YOUR OBJECTIVE
Find "the green netting." in the records that follow; print that line and each subsequent line through the last one, verbatim and with nothing added.

[MATERIAL SHOWN — start]

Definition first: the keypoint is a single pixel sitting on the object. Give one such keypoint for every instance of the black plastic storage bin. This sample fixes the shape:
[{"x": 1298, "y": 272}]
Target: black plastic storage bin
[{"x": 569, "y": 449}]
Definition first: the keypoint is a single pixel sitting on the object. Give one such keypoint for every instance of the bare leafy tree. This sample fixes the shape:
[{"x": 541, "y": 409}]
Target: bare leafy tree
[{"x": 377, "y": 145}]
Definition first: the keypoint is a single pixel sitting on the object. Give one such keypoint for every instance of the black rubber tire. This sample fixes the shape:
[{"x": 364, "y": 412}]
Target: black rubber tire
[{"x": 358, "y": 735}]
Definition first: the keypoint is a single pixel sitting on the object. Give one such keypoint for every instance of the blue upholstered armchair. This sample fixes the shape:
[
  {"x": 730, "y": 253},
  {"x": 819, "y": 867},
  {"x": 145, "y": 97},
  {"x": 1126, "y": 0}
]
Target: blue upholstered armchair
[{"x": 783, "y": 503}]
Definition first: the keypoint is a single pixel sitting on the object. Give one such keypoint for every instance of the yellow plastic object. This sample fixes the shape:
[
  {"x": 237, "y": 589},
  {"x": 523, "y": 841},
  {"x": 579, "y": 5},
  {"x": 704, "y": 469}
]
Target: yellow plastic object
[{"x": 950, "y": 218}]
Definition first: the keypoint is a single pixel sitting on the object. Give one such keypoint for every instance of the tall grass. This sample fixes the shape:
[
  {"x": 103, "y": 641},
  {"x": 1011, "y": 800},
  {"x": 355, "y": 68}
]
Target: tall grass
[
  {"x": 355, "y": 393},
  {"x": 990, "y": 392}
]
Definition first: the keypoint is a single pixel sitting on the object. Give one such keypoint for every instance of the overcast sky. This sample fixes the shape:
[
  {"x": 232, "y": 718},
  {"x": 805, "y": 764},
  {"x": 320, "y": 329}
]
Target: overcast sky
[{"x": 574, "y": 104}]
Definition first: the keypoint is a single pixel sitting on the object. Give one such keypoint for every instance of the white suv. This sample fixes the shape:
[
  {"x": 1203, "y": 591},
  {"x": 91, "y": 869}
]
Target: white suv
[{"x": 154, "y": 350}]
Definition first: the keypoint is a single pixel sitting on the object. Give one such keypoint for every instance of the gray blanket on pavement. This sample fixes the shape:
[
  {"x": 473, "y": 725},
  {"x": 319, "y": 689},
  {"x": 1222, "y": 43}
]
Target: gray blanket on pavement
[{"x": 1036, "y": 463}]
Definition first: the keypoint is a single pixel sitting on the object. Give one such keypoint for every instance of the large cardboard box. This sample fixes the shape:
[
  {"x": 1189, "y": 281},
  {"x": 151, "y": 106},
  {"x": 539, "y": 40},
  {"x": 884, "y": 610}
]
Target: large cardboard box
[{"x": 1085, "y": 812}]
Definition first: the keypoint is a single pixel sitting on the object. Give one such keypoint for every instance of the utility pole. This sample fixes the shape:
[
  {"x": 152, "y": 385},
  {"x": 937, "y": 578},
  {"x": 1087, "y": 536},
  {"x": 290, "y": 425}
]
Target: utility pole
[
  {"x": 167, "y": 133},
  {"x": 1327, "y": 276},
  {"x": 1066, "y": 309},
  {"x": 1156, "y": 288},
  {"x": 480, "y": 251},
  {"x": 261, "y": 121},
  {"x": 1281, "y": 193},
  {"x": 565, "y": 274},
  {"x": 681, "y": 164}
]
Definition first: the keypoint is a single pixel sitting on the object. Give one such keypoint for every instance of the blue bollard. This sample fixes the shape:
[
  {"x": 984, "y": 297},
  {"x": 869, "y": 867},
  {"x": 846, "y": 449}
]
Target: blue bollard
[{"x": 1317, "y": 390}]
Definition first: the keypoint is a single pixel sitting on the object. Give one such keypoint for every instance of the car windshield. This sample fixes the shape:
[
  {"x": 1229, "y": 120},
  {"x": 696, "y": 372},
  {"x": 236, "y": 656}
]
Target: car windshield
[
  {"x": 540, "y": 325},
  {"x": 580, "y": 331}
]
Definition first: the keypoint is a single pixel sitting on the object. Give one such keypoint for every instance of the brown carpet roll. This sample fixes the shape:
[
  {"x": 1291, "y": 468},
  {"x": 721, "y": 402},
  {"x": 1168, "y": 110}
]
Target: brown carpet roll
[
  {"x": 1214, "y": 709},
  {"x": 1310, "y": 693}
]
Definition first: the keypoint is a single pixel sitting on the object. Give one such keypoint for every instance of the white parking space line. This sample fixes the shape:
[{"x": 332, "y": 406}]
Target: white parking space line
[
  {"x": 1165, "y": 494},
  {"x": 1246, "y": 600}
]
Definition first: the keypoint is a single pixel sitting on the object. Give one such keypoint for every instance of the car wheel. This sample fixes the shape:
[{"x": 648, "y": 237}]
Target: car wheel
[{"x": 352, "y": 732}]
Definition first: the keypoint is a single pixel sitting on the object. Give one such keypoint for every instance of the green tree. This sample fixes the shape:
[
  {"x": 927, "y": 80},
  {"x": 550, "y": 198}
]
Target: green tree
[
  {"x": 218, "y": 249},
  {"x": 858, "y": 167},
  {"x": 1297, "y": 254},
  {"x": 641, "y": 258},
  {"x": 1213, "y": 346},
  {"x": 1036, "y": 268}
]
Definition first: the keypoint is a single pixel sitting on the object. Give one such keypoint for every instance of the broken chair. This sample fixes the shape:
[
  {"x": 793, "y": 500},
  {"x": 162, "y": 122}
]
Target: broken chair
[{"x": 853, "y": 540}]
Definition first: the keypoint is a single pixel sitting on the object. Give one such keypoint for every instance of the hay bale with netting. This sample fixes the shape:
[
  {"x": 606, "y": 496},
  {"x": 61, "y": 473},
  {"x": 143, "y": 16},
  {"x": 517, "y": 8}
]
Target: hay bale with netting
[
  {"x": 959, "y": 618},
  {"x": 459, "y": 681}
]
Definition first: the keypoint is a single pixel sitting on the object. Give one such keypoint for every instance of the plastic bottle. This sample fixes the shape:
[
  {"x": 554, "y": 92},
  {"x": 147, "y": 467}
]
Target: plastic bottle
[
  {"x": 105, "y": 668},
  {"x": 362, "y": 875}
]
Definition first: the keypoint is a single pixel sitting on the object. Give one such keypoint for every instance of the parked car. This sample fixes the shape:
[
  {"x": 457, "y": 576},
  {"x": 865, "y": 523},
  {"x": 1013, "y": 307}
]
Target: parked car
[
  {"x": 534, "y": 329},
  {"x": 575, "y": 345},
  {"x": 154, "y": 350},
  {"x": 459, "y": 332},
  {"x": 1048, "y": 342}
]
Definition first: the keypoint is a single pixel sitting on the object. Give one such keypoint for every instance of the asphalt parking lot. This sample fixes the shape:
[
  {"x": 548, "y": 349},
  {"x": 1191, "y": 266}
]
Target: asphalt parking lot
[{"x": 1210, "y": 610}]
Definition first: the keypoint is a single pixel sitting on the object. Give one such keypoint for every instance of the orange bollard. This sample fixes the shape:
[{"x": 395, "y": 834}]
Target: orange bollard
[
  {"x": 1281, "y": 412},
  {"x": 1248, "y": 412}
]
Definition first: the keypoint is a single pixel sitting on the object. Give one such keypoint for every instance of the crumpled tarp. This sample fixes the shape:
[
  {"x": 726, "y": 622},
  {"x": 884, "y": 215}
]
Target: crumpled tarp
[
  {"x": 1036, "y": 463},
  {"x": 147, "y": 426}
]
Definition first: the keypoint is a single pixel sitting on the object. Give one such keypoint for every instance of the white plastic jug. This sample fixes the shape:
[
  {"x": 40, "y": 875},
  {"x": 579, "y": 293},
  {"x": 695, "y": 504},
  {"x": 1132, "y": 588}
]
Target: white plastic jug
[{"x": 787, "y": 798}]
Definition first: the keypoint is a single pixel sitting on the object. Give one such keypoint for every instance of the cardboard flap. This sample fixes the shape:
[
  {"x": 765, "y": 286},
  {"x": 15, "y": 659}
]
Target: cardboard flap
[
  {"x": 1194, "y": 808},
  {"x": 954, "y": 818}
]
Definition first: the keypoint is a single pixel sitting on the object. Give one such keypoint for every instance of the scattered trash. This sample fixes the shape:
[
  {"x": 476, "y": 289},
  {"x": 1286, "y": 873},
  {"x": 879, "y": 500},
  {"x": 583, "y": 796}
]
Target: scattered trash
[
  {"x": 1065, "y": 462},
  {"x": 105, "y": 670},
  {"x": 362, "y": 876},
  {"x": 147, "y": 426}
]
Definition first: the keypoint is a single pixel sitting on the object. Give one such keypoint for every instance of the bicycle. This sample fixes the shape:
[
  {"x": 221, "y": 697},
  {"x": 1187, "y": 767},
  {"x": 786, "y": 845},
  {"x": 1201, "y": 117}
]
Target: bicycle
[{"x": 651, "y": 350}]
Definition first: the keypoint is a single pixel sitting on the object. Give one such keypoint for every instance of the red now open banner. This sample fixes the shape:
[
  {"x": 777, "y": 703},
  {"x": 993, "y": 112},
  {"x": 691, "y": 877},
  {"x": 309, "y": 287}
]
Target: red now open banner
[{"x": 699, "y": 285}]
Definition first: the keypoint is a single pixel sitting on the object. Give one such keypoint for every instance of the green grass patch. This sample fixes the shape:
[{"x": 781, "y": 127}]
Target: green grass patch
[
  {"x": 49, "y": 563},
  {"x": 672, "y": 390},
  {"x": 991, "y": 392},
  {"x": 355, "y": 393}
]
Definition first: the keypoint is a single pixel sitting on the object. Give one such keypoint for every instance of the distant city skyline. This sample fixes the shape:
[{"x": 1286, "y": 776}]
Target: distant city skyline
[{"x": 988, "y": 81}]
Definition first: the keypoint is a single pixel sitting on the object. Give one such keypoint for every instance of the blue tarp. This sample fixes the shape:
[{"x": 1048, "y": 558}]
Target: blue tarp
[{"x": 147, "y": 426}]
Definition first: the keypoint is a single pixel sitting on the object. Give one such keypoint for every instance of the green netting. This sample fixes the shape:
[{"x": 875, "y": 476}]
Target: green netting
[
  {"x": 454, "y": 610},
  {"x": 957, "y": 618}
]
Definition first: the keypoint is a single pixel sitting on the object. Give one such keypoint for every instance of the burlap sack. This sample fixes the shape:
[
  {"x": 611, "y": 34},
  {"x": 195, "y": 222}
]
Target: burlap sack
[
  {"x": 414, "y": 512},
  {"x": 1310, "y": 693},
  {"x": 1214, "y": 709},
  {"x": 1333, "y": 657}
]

[MATERIAL SHOWN — finish]

EXERCISE RESULT
Definition first: the keypoint is a single pixel sitting on the object. Give one such keypoint for every instance of the green netting. This sample fixes the shape:
[{"x": 875, "y": 476}]
Target: green netting
[
  {"x": 454, "y": 610},
  {"x": 957, "y": 618}
]
Definition first: the keypoint is a single pixel sitting on the object. Give one such keypoint for every instance of the burlap sack. This sample fixes the shape:
[
  {"x": 611, "y": 34},
  {"x": 195, "y": 222}
]
Target: burlap sack
[
  {"x": 414, "y": 512},
  {"x": 1310, "y": 693},
  {"x": 1214, "y": 709},
  {"x": 1333, "y": 657}
]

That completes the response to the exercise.